What you are asked to do -
Nothing but the records, transcribed verbatim and stripped of images, should appear in the answer.

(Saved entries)
%%

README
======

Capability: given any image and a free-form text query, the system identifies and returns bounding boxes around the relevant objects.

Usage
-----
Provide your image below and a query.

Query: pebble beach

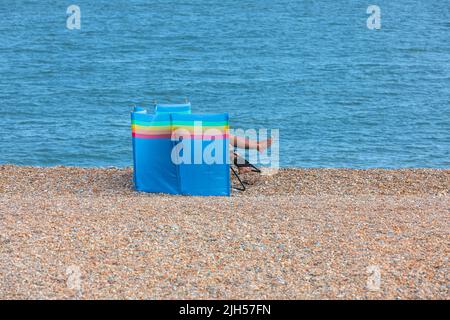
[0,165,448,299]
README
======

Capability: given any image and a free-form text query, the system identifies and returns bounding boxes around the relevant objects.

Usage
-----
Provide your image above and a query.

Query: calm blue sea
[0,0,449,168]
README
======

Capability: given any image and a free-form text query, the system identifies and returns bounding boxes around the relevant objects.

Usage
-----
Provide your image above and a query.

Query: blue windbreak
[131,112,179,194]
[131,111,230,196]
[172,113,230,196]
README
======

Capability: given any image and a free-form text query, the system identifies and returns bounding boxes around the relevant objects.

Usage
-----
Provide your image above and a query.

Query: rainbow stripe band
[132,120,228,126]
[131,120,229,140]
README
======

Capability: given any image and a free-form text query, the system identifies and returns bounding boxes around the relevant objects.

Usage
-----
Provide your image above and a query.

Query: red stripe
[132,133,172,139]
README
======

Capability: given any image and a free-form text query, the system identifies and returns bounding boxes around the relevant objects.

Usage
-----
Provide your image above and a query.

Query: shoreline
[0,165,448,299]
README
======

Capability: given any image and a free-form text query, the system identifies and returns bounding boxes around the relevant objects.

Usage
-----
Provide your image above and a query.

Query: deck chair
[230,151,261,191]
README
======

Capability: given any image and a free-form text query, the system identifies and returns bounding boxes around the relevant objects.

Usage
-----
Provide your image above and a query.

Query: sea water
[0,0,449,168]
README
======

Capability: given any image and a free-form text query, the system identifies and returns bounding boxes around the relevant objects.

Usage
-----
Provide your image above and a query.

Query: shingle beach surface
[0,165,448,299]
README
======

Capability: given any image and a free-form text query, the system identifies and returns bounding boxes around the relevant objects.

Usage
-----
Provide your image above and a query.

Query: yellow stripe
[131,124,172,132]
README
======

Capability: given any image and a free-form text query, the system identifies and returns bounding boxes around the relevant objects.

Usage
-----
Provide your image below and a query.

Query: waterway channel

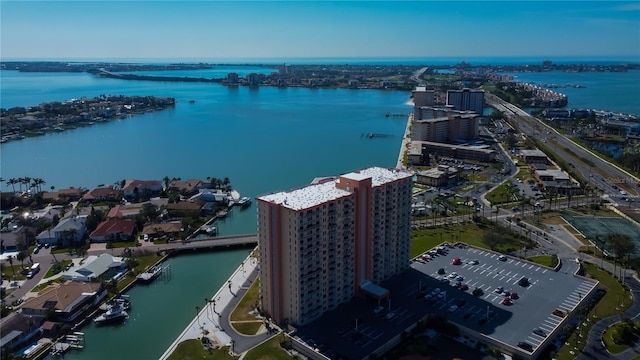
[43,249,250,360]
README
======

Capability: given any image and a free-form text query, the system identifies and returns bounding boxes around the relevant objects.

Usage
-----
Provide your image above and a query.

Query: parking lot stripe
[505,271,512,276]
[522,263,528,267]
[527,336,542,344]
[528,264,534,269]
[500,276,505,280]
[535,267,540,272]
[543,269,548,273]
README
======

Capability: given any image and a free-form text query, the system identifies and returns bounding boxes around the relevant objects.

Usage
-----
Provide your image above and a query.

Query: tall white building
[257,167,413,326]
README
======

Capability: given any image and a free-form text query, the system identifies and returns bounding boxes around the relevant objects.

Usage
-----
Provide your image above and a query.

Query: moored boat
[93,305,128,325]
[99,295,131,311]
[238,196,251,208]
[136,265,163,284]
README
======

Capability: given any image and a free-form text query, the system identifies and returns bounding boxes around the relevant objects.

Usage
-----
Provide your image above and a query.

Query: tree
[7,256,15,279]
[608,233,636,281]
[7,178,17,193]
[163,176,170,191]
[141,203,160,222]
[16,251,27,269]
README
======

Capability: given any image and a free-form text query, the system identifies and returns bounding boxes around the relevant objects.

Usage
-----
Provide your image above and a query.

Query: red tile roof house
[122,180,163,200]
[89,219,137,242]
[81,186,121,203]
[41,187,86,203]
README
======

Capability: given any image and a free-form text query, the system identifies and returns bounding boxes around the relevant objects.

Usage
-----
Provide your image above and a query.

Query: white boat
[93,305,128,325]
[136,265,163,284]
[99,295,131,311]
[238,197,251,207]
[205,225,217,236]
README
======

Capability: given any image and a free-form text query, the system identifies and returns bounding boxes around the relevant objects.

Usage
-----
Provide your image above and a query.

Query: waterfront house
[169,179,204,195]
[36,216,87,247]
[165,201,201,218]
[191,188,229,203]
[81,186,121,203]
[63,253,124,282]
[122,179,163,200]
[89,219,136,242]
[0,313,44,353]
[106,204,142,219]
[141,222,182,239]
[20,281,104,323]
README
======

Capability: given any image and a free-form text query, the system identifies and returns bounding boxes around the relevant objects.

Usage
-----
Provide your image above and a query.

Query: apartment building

%%

Your solution -
README
======

Capability: given any image and a free-form text query, the system identifies and returns bounding boxes around the relevant objects.

Usage
-----
Provide your image below and a query.

Query: pebble beach

[0,165,448,299]
README
======

Capability: given any image and a free-form text query, the system identifies and returns bounding boxes around the relevant objects.

Usage
-----
Provide your image above and a query.

Query: calm blue sea
[0,0,449,168]
README
======

Capability: given any image and a free-form text query, the system identifies and returns bounding boxes around the relevant objects.

Usage
-----
Provide your image above and a query.

Query: blue windbreak
[131,112,179,194]
[131,111,230,196]
[172,113,230,196]
README
======

Capability: given any image and a free-form text query, the system identifies and returns bounding boxes around the relevant objects.

Usage
-----
Provide your image above and a query.

Query: rainbow stripe band
[132,120,228,126]
[131,120,229,140]
README
======

Capability: given any image and a free-form text query, the system identifies and returns bounding boxes around the relevant objects.

Usage
-----
Provide your image above and a query.

Query: red stripe
[132,133,172,139]
README
======

Capability: given any image and a free-form text query, the system identifies and returns bounding boxes around the relevant objects.

Usage
-----
Provide your image above and a query.

Query: shoreline
[0,165,448,299]
README
======

Capability: given any image and a free-form text query, the system identifies and returns bounding boxes around the relevant objects.

Usage
-----
Provide your image above and a query.

Query: deck chair
[230,151,261,191]
README
======

Capability: given any image and a free-form text query, the system identifies and returns bounding boxes around the relevant objects.

Usage
-----
Provide your image above and a query.

Query: sea water
[0,0,449,168]
README
======

Capability: given any image and a free-form text query, the system identifies and returns bounding boxes around the relevant objects.

Usage
-----
Provide your image above and a query.

Query: shingle beach surface
[0,165,448,299]
README
======

Capability: given any image and a free-form text query, the system identifies and returns bounding boxes around the relevant objects.

Usage
-----
Provide your image above and a query.

Query: yellow stripe
[131,124,172,132]
README
======

Capability: given any image and a free-form text query, the system identifies and returns bounding boxes around the relevant objects.

Usage
-----
Provide your image below and a query.

Query: waterway channel

[43,249,250,360]
README
======

Capability: given any image and a free-form text query, the system identifies and returns bounding boxes around the relevant objects.

Usage
-----
Provide your image above and a query.

Query: parking lot stripe
[505,271,512,276]
[522,263,528,267]
[527,336,542,344]
[528,264,534,269]
[500,276,505,280]
[535,267,540,272]
[543,269,548,273]
README
======

Capability: given any image and a free-form text query, the system identifies and returns bounding boxes around the relevant objects.

Usage
-----
Provide your image above and a query.

Query: tall white building
[257,167,413,326]
README
======

Capability: given any image and a free-form text query, the system identifies and returns bounding boxes around the relevant objects.

Usage
-----
Provide your image above and a query.

Query: moored boat
[93,305,128,325]
[99,295,131,311]
[238,196,251,208]
[136,265,163,284]
README
======

Capability: given any image and a free-form text query, the system identifies and returns bounding boxes around the relevant objects.

Usage
-----
Provide your image above and a query.

Query: tree
[7,256,15,279]
[608,233,636,281]
[7,178,17,193]
[163,176,170,191]
[141,203,160,222]
[16,251,27,269]
README
======

Capability: given any image and a free-form text query, the system identifies and returns bounding boxes around the relevant objects.

Usage
-----
Provide your image above and a query.

Query: red tile roof house
[122,180,163,200]
[89,219,137,242]
[81,186,121,203]
[41,187,86,203]
README
======

Capability: given any image and a free-form text query, the system identifies and returns bounding boxes around the relevant objects.

Usage
-----
Provide your image above and a query.

Query: white boat
[93,305,128,325]
[136,265,163,284]
[99,295,131,311]
[238,197,251,207]
[205,225,217,236]
README
======

Capability: given any image and a free-form text query, the system identifies and returns bounding boxes around the relevant objects.

Usage
-----
Provide your image above and a query.

Query: waterfront house
[169,179,204,195]
[36,216,87,247]
[165,201,201,218]
[191,188,229,203]
[81,186,121,203]
[63,253,124,282]
[122,179,163,200]
[89,219,136,242]
[0,313,44,353]
[106,204,142,219]
[141,222,182,239]
[20,281,104,323]
README
======

Capability: given any image and a free-form text query, the system identifies and returns bounding boxes around the relevant objects.

Usage
-----
Provide your image above and a query.

Query: apartment building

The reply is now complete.